**Your goal**
From the heat flow passage, list every equation that is named after a person.

**Document passage**
As the variance (which is proportional to ${\sum_{i,j} (x_i-x_j)^2}$ ) cannot become negative, this identity shows that “finite time blowup” must occur – that the zeroes must collide at or before the time ${\frac{1}{4n^2(n-1)} \sum_{i,j} (x_i-x_j)^2}$ .

Exercise 3 Show that the Stieltjes transform

$\displaystyle s(t,z) = \sum_i \frac{1}{x_i - z}$

solves the viscous Burgers equation

$\displaystyle \partial_t s = \partial_{zz} s - 2 s \partial_z s,$

either by using the original heat equation (2) and the identity ${s = - \partial_z P / P}$ , or else by using the equations of motion (3). This relation between the Burgers equation and the heat equation is known as the Cole-Hopf transformation.

The paper of Csordas, Smith, and Varga mentioned previously gives some other bounds on the lifespan of the dynamics; roughly speaking, they show that if there is one pair of zeroes that are much closer to each other than to the other zeroes then they must collide in a short amount of time (unless there is a collision occuring even earlier at some other location). Their argument extends also to situations where there are an infinite number of zeroes, which they apply to get new results on Newman’s conjecture in analytic number theory. I would be curious to know of further places in the literature where this dynamics has been studied.

40 comments

Comments feed for this article

17 October, 2017 at 7:30 pm

Anonymous

The equations of motion of point vortices (which solve the 2d Euler equations) satisfy an equation similar to your (3). See equation (6) of Aref’s Annual Review on vortex dipoles:
http://www.annualreviews.org/doi/pdf/10.1146/annurev.fl.15.010183.002021

20 October, 2017 at 5:05 am

MatjazG

It looks very similar indeed, except for a rotation of each velocity $\partial_t z_i$ by 90° (in the complex plane) and complex conjugation. Namely, the vortices tend to swirl around one another, not collide as the polynomial zeros tend to do under heat flow. In fact, the motion of vortices is described by a Hamiltonian dynamical system (for equal strength vortices $Re(z_i)$ is the generalized position and $Im(z_i)$ is the generalized momentum) where the conserved Hamiltonian is, for equal strength vortices, precisely the entropy defined for the heat flow $H \propto -\sum_{i,j : i \neq j} \log |z_i - z_j|$ . This immediately shows that point 2D vortices can in fact never collide.

We can get a bit closer to vortex motion if we Wick rotate (meaning we replace $t$ with $it$ , i.e., we evolve “in complex time”) the heat Eq. (2) into the Schrödinger equation: $i \partial_t P = -\partial_{zz} P$ . Then the Wick rotated solution for the polynomial zeroes Eq. (3) acquires an extra $i$ which is needed to rotate the velocity $\partial_t z_i$ by 90° in the complex plane. The “only” thing that is missing is complex conjugation of the velocity (i.e. reflection across the real line).

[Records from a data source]
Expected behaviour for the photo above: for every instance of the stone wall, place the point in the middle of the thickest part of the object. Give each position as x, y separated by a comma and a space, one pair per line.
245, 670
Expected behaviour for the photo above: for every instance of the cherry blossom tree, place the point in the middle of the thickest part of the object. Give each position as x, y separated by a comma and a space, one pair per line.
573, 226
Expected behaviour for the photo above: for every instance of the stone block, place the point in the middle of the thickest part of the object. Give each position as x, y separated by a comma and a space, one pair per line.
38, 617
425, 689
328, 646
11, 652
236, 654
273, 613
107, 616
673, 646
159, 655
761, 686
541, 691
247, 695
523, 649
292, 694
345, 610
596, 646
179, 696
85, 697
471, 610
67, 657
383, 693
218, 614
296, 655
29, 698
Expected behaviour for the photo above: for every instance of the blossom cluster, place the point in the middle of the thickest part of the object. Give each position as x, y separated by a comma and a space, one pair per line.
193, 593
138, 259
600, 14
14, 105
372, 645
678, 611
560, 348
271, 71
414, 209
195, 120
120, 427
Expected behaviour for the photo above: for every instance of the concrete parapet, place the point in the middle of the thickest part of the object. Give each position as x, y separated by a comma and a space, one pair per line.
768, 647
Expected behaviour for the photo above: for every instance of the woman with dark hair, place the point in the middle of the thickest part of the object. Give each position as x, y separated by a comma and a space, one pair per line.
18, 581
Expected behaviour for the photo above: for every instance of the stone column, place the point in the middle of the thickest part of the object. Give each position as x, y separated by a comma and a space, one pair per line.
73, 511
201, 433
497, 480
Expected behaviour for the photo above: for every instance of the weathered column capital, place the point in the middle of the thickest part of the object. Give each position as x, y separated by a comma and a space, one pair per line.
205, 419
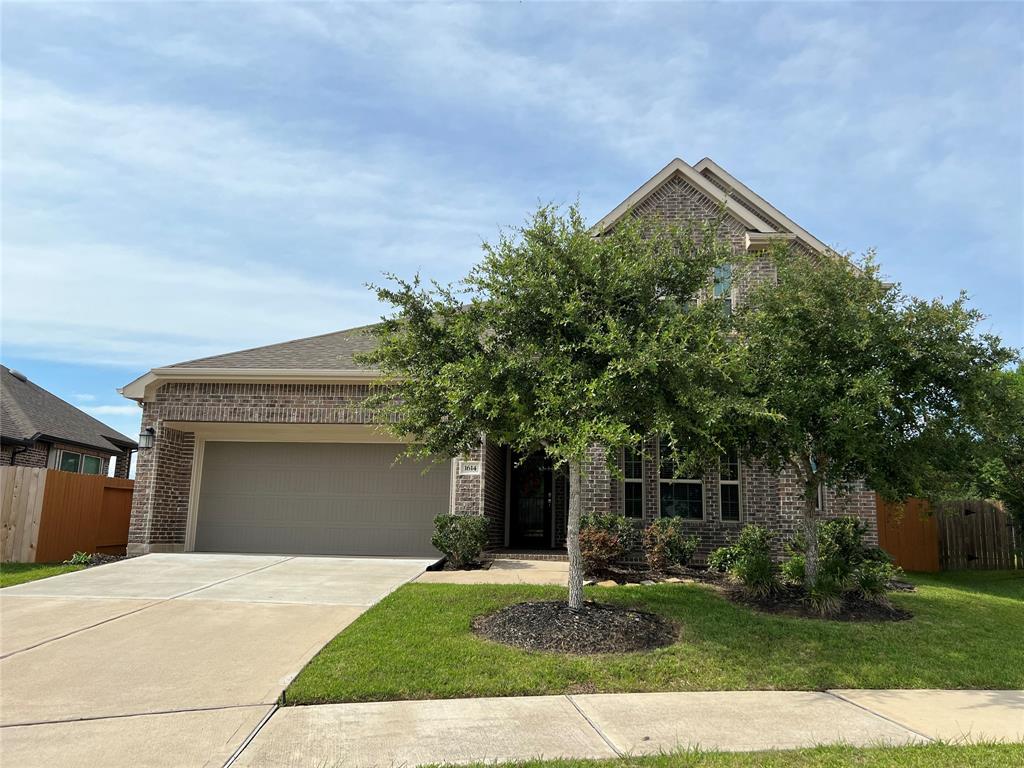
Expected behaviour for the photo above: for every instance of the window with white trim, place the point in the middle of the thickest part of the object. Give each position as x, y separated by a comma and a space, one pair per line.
678, 497
723, 286
728, 486
72, 461
632, 483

**Answer below**
- viscous Burgers equation
- 2d Euler equations
- Schrödinger equation